** CHALLENGE A **
Decide whether each statement agrees with the text on Dark Horse Day, answering yes or no and quoting the deciding words of the text: (i) The sampler will include a new "Buffy the Vampire Slayer" story by Christos Gage. (ii) Dark Horse Day marks the company's 25th anniversary. (iii) Retailers are offered discounts on titles from the company's backlist.

— Start of DOCUMENT SECTION —

Coming out of the ComicsPro retailer event this week was news that June 4th is going to be “Dark Horse Day” in celebration of the company’s 30th anniversary. Retailers are being offered discounts on key titles in the company’s backlist as well as a sampler to be handed out to their customers for free. This sampler will contain previously published stories from “Aliens vs. Predator,” “Sin City,” and “The Umbrella Academy,” as well as a new “Buffy the Vampire Slayer” story from current series writer Christos Gage. I’d argue that the sampler should be more forward-looking than it is, with samples/promotions of upcoming titles, but I think the company has earned the right to celebrate after three decades in this business. If only for their contributions towards creators rights and ownership, as well as singlehandedly raising the standard for licensed titles in comics.

— End of DOCUMENT SECTION —
— Start of MATERIAL FOR THIS TASK —

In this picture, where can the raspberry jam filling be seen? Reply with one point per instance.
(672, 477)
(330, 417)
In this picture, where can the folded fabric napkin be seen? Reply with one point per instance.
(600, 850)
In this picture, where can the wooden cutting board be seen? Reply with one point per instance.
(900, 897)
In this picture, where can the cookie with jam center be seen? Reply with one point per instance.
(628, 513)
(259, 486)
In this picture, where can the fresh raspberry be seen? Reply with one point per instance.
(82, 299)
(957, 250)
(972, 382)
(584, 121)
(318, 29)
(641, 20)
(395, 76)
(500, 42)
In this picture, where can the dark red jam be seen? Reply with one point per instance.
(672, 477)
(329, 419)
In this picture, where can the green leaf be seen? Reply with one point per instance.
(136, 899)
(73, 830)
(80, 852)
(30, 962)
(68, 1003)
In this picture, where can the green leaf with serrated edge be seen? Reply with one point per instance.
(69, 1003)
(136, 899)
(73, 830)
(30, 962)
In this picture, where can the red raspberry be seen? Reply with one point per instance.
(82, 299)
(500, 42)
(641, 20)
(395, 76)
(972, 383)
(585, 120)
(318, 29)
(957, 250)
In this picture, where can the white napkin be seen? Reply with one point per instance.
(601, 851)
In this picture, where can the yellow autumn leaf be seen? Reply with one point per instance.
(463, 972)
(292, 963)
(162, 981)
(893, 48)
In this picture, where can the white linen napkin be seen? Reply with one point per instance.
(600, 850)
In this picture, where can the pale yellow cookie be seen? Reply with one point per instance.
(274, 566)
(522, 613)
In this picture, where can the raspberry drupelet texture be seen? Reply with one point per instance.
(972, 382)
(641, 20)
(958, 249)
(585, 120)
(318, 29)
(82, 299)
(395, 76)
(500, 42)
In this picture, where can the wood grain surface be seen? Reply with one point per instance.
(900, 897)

— End of MATERIAL FOR THIS TASK —

** CHALLENGE B **
Arrange the rows, from the one containing "In this picture, where can the pale" through the last row, as a two-column CSV with the columns request and answer. Put each request on its own line, quote every field, and replace line breaks with spaces.

** PROBLEM SOLUTION A **
(i) Yes: "as well as a new “Buffy the Vampire Slayer” story from current series writer Christos Gage"
(ii) No: "in celebration of the company’s 30th anniversary"
(iii) Yes: "Retailers are being offered discounts on key titles in the company’s backlist"

** PROBLEM SOLUTION B **
request,answer
"In this picture, where can the pale yellow cookie be seen? Reply with one point per instance.","(274, 566) (522, 613)"
"In this picture, where can the raspberry drupelet texture be seen? Reply with one point per instance.","(972, 382) (641, 20) (958, 249) (585, 120) (318, 29) (82, 299) (395, 76) (500, 42)"
"In this picture, where can the wood grain surface be seen? Reply with one point per instance.","(900, 897)"